:: 引用文

この記事では、Azure HDInsight で Apache HBase クラスターを新しいバージョンに更新する方法について説明します。
この記事は、移行元および移行先クラスターで同じ Azure Storage アカウントを使用する場合にのみ適用されます。 移行先クラスターの新しいストレージ アカウントまたは別のストレージ アカウントを使用してアップグレードするには、「新しいストレージ アカウントを使用して Apache HBase を新しいバージョンに移行する」を参照してください。
アップグレード中のダウンタイムは数分で済みます。 このダウンタイムは、すべてのインメモリ データをフラッシュする手順と、新しいクラスターでサービスを構成して再起動する時間によって発生します。 結果は、ノードの数、データの量、およびその他の変数によって異なります。
Apache HBase の互換性の確認
Apache HBase をアップグレードする前に、移行元クラスターと移行先クラスターの HBase バージョンの互換性を確保します。 HBase Reference Guide の HBase バージョン互換性表とリリース ノートを見て、新しいバージョンに対する互換性がアプリケーションにあることを確認してください。
互換性マトリックスの例を次に示します。 Y は互換性を示し、N は非互換性の可能性を示します。
互換性の種類 | メジャー バージョン | マイナー バージョン | パッチ |
---|---|---|---|
クライアント/サーバー間の接続の互換性 | 非対応 | 対応 | 対応 |
サーバー/サーバー間の互換性 | 非対応 | 対応 | 対応 |
ファイル形式の互換性 | 非対応 | 対応 | 対応 |
クライアント API の互換性 | 非対応 | 対応 | 対応 |
クライアント バイナリの互換性 | 非対応 | 非対応 | 対応 |
サーバー側の制限付きの API 互換性 | |||
安定 | 非対応 | 対応 | 対応 |
進化 | 非対応 | 非対応 | 対応 |
不安定 | 非対応 | 非対応 | 非対応 |
依存関係の互換性 | 非対応 | 対応 | 対応 |
運用の互換性 | 非対応 | 非対応 | 対応 |
HDInsigh のバージョンと互換性の詳細については、Azure HDInsight のバージョンに関するページを参照してください。
Apache HBase クラスターの移行の概要
Azure HDInsight で Apache HBase クラスターをアップグレードするには、次の基本手順を実行します。 詳しい方法については、詳細な手順とコマンドを参照するか、自動移行に関する「スクリプトを使用して HBase を移行する」セクションのスクリプトを使用してください。

::::

[取り組む課題]:
A. 引用文によると、アップグレード中のダウンタイムはどの程度で済みますか。
B. 次の三つの記述が引用文の内容と合っているかどうかを、それぞれ「はい」か「いいえ」で答え、決め手となる引用文の言葉をそのまま引いてください。(i) この記事は、移行元と移行先のクラスターで別々のストレージ アカウントを使う場合に適用される。(ii) ダウンタイムは、インメモリ データをフラッシュする手順と、新しいクラスターでサービスを構成して再起動する時間によって生じる。(iii) アップグレードの結果はノードの数に左右されない。

:: 記録された情報

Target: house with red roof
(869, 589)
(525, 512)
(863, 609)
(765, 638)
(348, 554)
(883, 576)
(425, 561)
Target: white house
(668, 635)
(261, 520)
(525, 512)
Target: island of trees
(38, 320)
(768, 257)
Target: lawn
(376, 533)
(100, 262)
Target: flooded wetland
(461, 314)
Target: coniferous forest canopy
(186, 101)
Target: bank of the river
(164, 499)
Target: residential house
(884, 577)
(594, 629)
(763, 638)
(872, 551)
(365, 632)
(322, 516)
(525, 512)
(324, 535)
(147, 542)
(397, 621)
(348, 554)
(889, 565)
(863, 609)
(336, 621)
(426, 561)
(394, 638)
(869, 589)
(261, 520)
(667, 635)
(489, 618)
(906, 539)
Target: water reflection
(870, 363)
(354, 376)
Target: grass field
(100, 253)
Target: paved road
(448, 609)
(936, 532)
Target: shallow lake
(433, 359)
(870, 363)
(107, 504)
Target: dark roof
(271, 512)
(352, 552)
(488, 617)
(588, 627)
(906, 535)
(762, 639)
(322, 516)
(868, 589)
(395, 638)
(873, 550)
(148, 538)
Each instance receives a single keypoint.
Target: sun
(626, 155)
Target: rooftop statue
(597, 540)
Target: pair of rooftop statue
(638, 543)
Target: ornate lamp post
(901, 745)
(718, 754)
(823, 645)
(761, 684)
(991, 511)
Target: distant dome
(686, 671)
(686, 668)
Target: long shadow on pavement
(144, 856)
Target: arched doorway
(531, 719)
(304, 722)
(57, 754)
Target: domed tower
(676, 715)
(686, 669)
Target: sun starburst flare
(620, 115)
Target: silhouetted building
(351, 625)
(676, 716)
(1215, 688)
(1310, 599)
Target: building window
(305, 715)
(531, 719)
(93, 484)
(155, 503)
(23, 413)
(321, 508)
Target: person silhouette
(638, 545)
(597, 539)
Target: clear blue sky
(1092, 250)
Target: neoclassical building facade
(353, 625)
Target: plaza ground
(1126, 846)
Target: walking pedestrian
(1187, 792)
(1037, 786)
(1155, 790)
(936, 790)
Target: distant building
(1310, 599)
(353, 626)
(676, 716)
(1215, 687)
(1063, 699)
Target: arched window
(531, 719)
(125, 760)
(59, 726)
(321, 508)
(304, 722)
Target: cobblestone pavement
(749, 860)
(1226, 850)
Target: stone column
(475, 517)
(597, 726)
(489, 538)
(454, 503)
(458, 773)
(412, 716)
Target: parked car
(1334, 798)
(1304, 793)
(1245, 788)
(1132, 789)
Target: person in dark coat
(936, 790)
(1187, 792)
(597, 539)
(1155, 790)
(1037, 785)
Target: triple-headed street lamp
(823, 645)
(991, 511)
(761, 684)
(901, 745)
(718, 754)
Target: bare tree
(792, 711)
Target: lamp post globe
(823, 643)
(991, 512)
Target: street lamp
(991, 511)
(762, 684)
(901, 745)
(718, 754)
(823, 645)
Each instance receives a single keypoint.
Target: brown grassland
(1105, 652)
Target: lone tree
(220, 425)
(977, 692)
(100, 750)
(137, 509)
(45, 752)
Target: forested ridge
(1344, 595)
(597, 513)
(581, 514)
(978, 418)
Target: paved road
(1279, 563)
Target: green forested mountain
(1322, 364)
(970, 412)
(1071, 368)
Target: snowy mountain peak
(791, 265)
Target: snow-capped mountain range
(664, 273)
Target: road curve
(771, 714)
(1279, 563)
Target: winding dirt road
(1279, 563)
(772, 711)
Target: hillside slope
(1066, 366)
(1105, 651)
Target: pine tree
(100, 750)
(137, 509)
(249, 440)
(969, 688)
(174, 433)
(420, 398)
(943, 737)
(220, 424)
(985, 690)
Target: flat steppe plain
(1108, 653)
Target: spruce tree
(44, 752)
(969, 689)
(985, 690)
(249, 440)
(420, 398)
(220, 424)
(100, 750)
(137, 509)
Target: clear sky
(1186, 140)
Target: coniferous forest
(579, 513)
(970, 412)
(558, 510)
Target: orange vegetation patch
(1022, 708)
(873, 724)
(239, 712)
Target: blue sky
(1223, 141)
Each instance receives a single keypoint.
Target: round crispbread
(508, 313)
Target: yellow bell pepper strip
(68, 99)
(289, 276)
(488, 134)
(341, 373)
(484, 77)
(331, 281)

::::

[解答の全文]:
A. アップグレード中のダウンタイムは数分で済みます。

B.
(i) いいえ。「この記事は、移行元および移行先クラスターで同じ Azure Storage アカウントを使用する場合にのみ適用されます。」
(ii) はい。「このダウンタイムは、すべてのインメモリ データをフラッシュする手順と、新しいクラスターでサービスを構成して再起動する時間によって発生します。」
(iii) いいえ。「結果は、ノードの数、データの量、およびその他の変数によって異なります。」